In the copy, include every entry exactly but none of its images.

★ ★ ★ ★

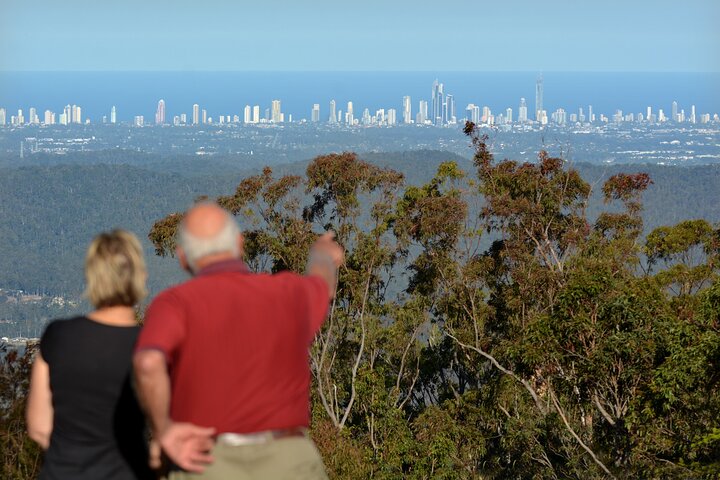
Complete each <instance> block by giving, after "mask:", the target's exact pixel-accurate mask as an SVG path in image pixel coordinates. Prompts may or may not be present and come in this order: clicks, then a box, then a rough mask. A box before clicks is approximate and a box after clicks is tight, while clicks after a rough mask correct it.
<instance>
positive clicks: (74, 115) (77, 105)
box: [70, 105, 82, 123]
mask: <svg viewBox="0 0 720 480" xmlns="http://www.w3.org/2000/svg"><path fill="white" fill-rule="evenodd" d="M70 118H71V119H72V123H82V109H81V108H80V107H79V106H78V105H73V106H72V115H71V117H70Z"/></svg>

★ ★ ★ ★

**Solution for this exercise**
Complete each <instance> block by giving, after "mask:", the target's exact pixel-accurate mask as an SVG path in image pixel coordinates. Prompts may or may not be present and come in this order: clicks, then a box, then a rough mask. A box before clicks is approximate and a box after clicks is tight, while clicks after a rough mask correct it.
<instance>
positive clicks: (74, 115) (77, 105)
box: [70, 105, 82, 123]
mask: <svg viewBox="0 0 720 480" xmlns="http://www.w3.org/2000/svg"><path fill="white" fill-rule="evenodd" d="M70 118H71V119H72V123H82V109H81V108H80V107H79V106H78V105H73V106H72V115H71V117H70Z"/></svg>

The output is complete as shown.